**Objective**
Retype all of the data exactly as given.

**Supplied records**
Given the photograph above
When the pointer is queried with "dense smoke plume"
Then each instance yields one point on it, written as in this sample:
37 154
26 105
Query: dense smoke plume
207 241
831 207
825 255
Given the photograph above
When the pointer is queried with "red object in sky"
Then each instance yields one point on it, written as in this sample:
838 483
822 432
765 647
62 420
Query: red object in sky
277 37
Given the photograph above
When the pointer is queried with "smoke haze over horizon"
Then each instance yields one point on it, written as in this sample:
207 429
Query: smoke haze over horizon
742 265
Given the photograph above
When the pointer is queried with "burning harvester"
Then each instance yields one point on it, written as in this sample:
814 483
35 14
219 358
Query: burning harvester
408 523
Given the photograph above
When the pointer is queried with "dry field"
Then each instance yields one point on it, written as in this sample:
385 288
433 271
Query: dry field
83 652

**Solution to the problem**
Given the photograph above
When the pointer is queried with "dense smoke plume"
Then each instance yields one point on it, written as in this sample:
37 154
26 105
Query: dense smoke plume
207 241
831 207
825 255
Given the photograph above
When the pointer is queried with "red object in sky"
Then each instance yields one point on it, written as in this sample:
838 483
822 432
765 647
62 420
Query: red object in sky
277 37
Given the photograph above
When the pointer is queried with "smoke haze over horizon"
Then each instance yields one point on it, written as in this sample:
207 429
Query: smoke haze over horizon
742 265
Given the photograph above
When the pointer is queried with "burning harvester"
Then each instance yields one point on it, written as in this sample:
814 483
35 14
219 358
Query: burning harvester
408 523
Given the photograph above
When the pointer is queried with "dry field"
Then each instance yields one point on it, written as in this sample:
385 288
433 271
Query: dry field
83 652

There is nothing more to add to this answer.